[BEGIN DATA EXCERPTS]

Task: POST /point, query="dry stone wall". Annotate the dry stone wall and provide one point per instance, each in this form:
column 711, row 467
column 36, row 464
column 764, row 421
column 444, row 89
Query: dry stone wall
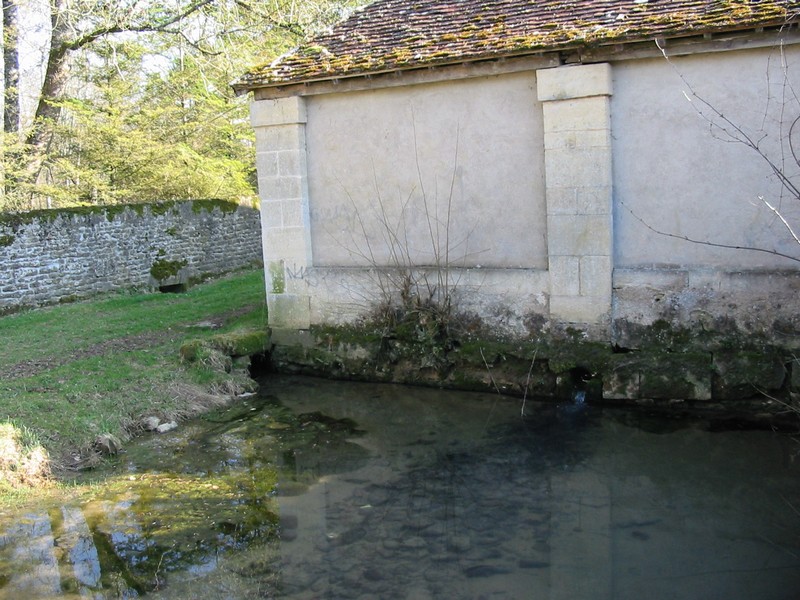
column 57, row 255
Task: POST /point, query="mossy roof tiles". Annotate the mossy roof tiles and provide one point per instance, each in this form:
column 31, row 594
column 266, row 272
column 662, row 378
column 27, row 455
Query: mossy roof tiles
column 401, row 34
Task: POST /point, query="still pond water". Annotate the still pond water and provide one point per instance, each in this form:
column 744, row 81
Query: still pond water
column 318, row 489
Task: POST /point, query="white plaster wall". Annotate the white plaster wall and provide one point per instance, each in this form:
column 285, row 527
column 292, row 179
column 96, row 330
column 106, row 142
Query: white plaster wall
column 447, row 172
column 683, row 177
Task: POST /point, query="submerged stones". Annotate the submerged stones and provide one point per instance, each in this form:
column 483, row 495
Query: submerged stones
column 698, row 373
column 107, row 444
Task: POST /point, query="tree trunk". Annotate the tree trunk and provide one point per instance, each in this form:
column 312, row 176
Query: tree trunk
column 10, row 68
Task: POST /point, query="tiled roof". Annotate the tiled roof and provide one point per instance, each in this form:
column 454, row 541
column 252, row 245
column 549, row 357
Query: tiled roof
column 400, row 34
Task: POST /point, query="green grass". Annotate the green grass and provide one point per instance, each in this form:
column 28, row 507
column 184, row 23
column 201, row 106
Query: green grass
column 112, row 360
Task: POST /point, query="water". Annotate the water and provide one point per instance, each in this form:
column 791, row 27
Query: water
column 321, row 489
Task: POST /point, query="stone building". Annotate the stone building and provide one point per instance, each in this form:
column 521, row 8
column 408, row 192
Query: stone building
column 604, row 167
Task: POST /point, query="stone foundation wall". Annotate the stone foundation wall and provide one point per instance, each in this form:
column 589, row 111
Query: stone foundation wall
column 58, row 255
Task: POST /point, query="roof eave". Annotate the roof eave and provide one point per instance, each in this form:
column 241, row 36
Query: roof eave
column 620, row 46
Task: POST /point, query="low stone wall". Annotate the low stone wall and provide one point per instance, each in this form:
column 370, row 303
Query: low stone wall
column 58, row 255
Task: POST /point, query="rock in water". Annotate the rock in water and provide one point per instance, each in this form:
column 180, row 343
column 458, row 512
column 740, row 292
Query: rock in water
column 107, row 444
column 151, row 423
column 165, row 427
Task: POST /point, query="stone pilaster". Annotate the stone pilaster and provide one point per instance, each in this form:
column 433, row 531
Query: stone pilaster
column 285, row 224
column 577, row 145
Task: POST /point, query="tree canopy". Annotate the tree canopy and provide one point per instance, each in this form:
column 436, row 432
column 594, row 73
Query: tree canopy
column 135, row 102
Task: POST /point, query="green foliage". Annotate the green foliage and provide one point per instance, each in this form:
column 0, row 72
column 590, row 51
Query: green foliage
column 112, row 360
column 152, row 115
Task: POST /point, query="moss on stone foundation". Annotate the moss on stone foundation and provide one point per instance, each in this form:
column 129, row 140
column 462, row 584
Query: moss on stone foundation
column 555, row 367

[END DATA EXCERPTS]

WRITTEN TASK: Render the data from the line with "the tree trunk" to the line with "column 135, row 102", both ends included, as a Markdown table with the columns No. and Entry. Give each line its own numbered row, and skip any blank lines.

ANSWER BELOW:
| No. | Entry |
|---|---|
| 1 | Task: POST /point, query="tree trunk". Annotate the tree trunk and provide one point per instance, each in this form: |
| 2 | column 312, row 176 |
| 3 | Query: tree trunk |
| 4 | column 10, row 68 |
| 5 | Task: POST /point, query="tiled roof". Annotate the tiled roof and provide one point per instance, each in this form: |
| 6 | column 454, row 541 |
| 7 | column 252, row 245 |
| 8 | column 549, row 357 |
| 9 | Query: tiled roof |
| 10 | column 400, row 34 |
| 11 | Task: POST /point, query="green grass". Annotate the green grass and provide one point per instance, each in this form: |
| 12 | column 28, row 507 |
| 13 | column 184, row 23 |
| 14 | column 201, row 106 |
| 15 | Query: green grass |
| 16 | column 112, row 360 |
| 17 | Task: POST /point, query="water". Annotate the water and provide one point per instance, each in this form: |
| 18 | column 791, row 27 |
| 19 | Query: water |
| 20 | column 321, row 489 |
| 21 | Task: POST /point, query="stone building". Annotate the stone building and provide one point per instance, each in this form: |
| 22 | column 521, row 8 |
| 23 | column 408, row 192 |
| 24 | Query: stone building |
| 25 | column 604, row 167 |
| 26 | Task: POST /point, query="stone foundation wall". Annotate the stone foundation wall and provide one point per instance, each in this form: |
| 27 | column 589, row 111 |
| 28 | Query: stone foundation wall |
| 29 | column 58, row 255 |
| 30 | Task: POST /point, query="roof eave". Annotate the roof eave and provide one point per instance, each in this form: |
| 31 | column 241, row 36 |
| 32 | Query: roof eave |
| 33 | column 620, row 46 |
| 34 | Task: POST /point, query="low stone wall". Annotate the low stone wall and provide one point per instance, each in this form: |
| 35 | column 370, row 303 |
| 36 | Query: low stone wall |
| 37 | column 58, row 255 |
| 38 | Task: POST /point, query="rock in water". Annotate the rock in water and provide one point per instance, each in this form: |
| 39 | column 180, row 343 |
| 40 | column 458, row 512 |
| 41 | column 740, row 292 |
| 42 | Query: rock in water |
| 43 | column 107, row 444 |
| 44 | column 151, row 423 |
| 45 | column 165, row 427 |
| 46 | Task: POST /point, query="stone pilaster". Annotate the stone pilaster and provide one point per instance, each in this form: |
| 47 | column 433, row 531 |
| 48 | Query: stone pilaster |
| 49 | column 285, row 224 |
| 50 | column 577, row 145 |
| 51 | Task: POST /point, query="tree canopy". Annotate the tree canopy and provide one point per instance, each in this form: |
| 52 | column 436, row 432 |
| 53 | column 594, row 73 |
| 54 | Query: tree canopy |
| 55 | column 135, row 102 |